● **PROBLEM DESCRIPTION**: Reproduce the passage of the Hunslet rugby league article below between "On 19 November" and "Division as champions.", inclusive, without changing a word.

## START SOURCE

Hunslet R.L.F.C. is a professional rugby league club in Hunslet, South Leeds, West Yorkshire, England, who play in Betfred League 1. The club was founded in 1973 as New Hunslet, they became Hunslet in 1979 and the club were the Hunslet Hawks between 1995 and 2016.

History

1973–1996: New club
In July 1973, the original Hunslet club was wound up because no suitable new location could be found that was financially viable. The £300,000 proceeds of the sale of Parkside were distributed to shareholders.

Due to the efforts of their former Great Britain forward Geoff Gunney (MBE), local businessmen and supporters the club managed to reform as New Hunslet for the 1973–74 season and moved to the Leeds Greyhound Stadium and erected iron American football posts. The resurrected club had a new badge depicting a rising phoenix to symbolise their rebirth. In 1974, New Hunslet adopted green and white as team colours because the traditional myrtle, white and flame colours were still registered to the former Parkside-based club, and they would not release them. The stay at the greyhound stadium was cut short when the owners closed the ground and arranged to demolish everything on the site.

In 1978, coach Bill Ramsey put a lot of pressure on the RFL and finally got permission to use the traditional colours. The club reverted to Hunslet for the 1979–80 season. With the closure of the Greyhound stadium, the next ground to host Hunslet was Mount Pleasant, Batley, for two seasons, before Hunslet moved to Leeds United's Elland Road football stadium then owned by Leeds City Council. After leaving Elland Road, Hunslet had a brief spell at Bramley.

On 19 November 1995, the club, now known as Hunslet Hawks, moved to the South Leeds Stadium, only about half a mile from Parkside. On that day, Leigh were the guests at Hunslet's first home game for twenty-two years. They then narrowly missed out on promotion from Division Two in 1996. Coach Steve Ferres left to join Huddersfield and David Plange took over as player-coach.

1996–2009: Summer era
In 1997 the Hawks played in the first (and last) Challenge Cup Plate Final losing 60–14 to Hull Kingston Rovers. It was the Hawks first appearance at Wembley Stadium since 1965. Also in 1997, the Hawks were promoted to the First Division as champions.

In 1999 as a possible merger between Hunslet and Bramley was debated. In 1999 Hunslet won the Northern Ford Premiership Grand Final against Dewsbury, 12–11, at Headingley. After that game the Hawks were denied entry to Super League by the Rugby Football League who cited a document called Framing the Future as justification. This caused a number of players to leave the club and for the average attendance to fall by more than 1,200 to 800. A link-up with Leeds Rhinos saw Plange go to Headingley as Academy coach.

2004 saw the re-establishment the annual friendly against Leeds Rhinos for the Lazenby Cup, a trophy that had previously been contested between Hunslet F.C. and Leeds since 1912.

## END SOURCE
## START LISTED ENTRIES

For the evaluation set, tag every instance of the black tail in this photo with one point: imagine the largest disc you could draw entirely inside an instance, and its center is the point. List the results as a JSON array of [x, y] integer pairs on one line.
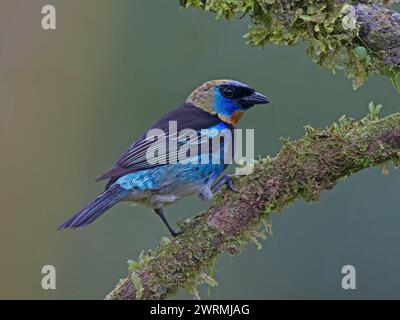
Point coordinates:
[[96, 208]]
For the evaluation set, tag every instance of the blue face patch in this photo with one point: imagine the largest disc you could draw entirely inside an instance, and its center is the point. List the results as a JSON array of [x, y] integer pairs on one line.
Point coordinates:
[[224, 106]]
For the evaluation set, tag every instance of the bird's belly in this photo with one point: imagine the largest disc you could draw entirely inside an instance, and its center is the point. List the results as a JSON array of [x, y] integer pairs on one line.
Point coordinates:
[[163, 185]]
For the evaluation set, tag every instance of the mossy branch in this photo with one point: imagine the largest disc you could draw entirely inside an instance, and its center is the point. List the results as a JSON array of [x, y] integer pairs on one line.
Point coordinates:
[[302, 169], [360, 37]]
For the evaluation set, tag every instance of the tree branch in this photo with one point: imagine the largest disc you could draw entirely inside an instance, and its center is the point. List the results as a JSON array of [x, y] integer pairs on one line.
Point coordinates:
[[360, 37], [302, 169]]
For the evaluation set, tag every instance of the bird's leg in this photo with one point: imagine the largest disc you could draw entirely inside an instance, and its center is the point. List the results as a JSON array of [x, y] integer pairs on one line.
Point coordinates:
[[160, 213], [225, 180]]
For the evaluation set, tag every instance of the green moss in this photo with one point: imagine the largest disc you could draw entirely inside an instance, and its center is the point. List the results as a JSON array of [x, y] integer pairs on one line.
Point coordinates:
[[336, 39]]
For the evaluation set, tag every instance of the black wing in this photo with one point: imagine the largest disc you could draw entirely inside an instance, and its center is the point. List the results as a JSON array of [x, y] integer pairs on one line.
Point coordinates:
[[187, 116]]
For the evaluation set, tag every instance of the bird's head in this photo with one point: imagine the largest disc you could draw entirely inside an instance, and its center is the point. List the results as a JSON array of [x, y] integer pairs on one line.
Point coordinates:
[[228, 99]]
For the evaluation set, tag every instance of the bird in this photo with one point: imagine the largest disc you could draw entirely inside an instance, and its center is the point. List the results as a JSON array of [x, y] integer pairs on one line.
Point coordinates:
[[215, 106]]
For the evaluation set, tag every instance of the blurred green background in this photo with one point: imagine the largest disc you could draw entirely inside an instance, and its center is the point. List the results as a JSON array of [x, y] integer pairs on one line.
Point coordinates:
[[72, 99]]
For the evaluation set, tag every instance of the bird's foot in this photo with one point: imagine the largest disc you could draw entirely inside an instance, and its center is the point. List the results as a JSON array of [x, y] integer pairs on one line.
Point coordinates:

## END LISTED ENTRIES

● **THE OUTPUT**:
On 19 November 1995, the club, now known as Hunslet Hawks, moved to the South Leeds Stadium, only about half a mile from Parkside. On that day, Leigh were the guests at Hunslet's first home game for twenty-two years. They then narrowly missed out on promotion from Division Two in 1996. Coach Steve Ferres left to join Huddersfield and David Plange took over as player-coach.

1996–2009: Summer era
In 1997 the Hawks played in the first (and last) Challenge Cup Plate Final losing 60–14 to Hull Kingston Rovers. It was the Hawks first appearance at Wembley Stadium since 1965. Also in 1997, the Hawks were promoted to the First Division as champions.